### SOURCE

============

Both processes are direct demonstrations of mass-energy equivalence.

Astrophysics

Solar luminosity. The sun converts about $4 \times 10^9$ kg of mass to energy per second through hydrogen fusion. Total solar luminosity: $4 \times 10^{26}$ W. The sun has about $2 \times 10^{30}$ kg of mass and will continue fusing hydrogen for another 5 billion years.

Supernovae. Stellar core collapse converts substantial mass to energy, producing the most luminous events in the universe. Type Ia supernovae are used as "standard candles" because their peak luminosity is calibrated.

Black hole accretion. Matter falling into a black hole can convert up to about 40 percent of its rest energy to radiation, the most efficient natural energy source known.

Worked example. Electron-positron annihilation

An electron and positron at rest annihilate. Calculate the total energy of the resulting two photons and their wavelengths.

Total rest energy: $2 \times 0.511$ MeV $= 1.022$ MeV $= 1.022 \times 10^6 \times 1.6 \times 10^{-19}$ J $= 1.635 \times 10^{-13}$ J.

Two photons, each with energy $0.511$ MeV $= 8.17 \times 10^{-14}$ J.

Wavelength: $\lambda = h c / E = (6.626 \times 10^{-34} \times 3 \times 10^8) / 8.17 \times 10^{-14} = 2.43 \times 10^{-12}$ m $= 2.43$ pm.

This wavelength (2.43 pm) is the Compton wavelength of the electron, characteristic of annihilation gamma rays.

Common errors

Confusing rest energy with total energy. $E_0 = m c^2$ is the rest energy. $E = \gamma m c^2$ is the total relativistic energy.

============

Stored data entries:
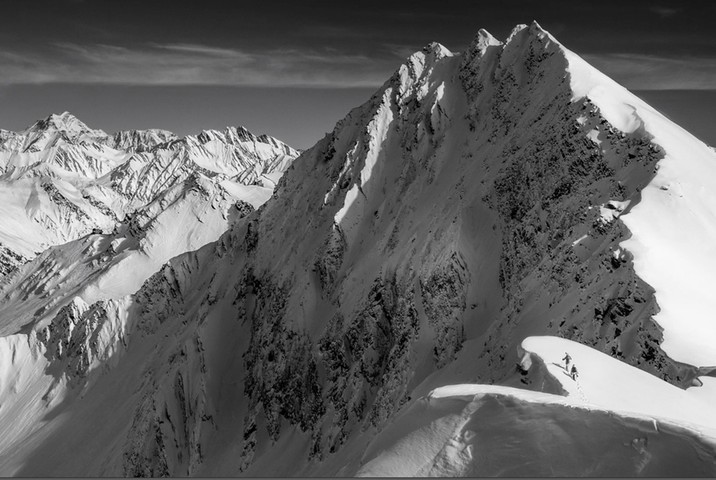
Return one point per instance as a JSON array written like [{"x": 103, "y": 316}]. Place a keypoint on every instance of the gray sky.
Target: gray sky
[{"x": 292, "y": 69}]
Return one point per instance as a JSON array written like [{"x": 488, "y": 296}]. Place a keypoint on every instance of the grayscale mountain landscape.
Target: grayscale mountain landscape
[{"x": 501, "y": 263}]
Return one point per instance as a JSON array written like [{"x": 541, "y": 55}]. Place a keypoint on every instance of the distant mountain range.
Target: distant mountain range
[{"x": 399, "y": 302}]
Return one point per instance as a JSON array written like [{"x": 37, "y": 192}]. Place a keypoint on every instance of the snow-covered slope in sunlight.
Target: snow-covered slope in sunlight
[
  {"x": 608, "y": 383},
  {"x": 674, "y": 225},
  {"x": 474, "y": 201},
  {"x": 488, "y": 431},
  {"x": 60, "y": 180},
  {"x": 612, "y": 420}
]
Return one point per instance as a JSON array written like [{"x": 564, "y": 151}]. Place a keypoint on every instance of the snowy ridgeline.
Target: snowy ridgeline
[
  {"x": 400, "y": 306},
  {"x": 60, "y": 180}
]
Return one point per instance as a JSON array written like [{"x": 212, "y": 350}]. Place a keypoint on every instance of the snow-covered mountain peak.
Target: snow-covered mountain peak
[
  {"x": 65, "y": 123},
  {"x": 477, "y": 205}
]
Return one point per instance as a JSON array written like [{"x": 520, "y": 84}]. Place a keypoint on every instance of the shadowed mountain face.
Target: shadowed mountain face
[{"x": 474, "y": 200}]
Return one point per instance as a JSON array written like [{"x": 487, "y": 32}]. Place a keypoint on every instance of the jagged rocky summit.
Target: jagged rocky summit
[{"x": 480, "y": 212}]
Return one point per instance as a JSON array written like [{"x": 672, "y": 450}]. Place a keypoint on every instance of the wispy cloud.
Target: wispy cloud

============

### PROBLEM SET
a) From the mass-energy passage, copy out the span from "Black hole accretion." to "and their wavelengths.".
b) Extend the passage on mass-energy equivalence, picking up after its last sentence.

### RESULTS
a)
Black hole accretion. Matter falling into a black hole can convert up to about 40 percent of its rest energy to radiation, the most efficient natural energy source known.

Worked example. Electron-positron annihilation

An electron and positron at rest annihilate. Calculate the total energy of the resulting two photons and their wavelengths.

b)
Forgetting unit conversion. Mass in kg requires $c^2$ in (m/s)$^2$ to give energy in joules. Convert to MeV using $1$ eV $= 1.6 \times 10^{-19}$ J or $1$ amu $\equiv 931.5$ MeV.

Applying $E = mc^2$ to all of mass. $E = mc^2$ is the rest energy. The total energy of a moving particle is $\gamma m c^2$, larger by a factor of $\gamma$.

Treating mass and energy as different things. In relativity, mass and energy are different forms of the same quantity. Mass is "frozen energy"; energy is "active mass". The conversion factor is $c^2$.

Forgetting the photon case. Photons have rest mass zero but carry energy and momentum. Use $E = pc$ for photons.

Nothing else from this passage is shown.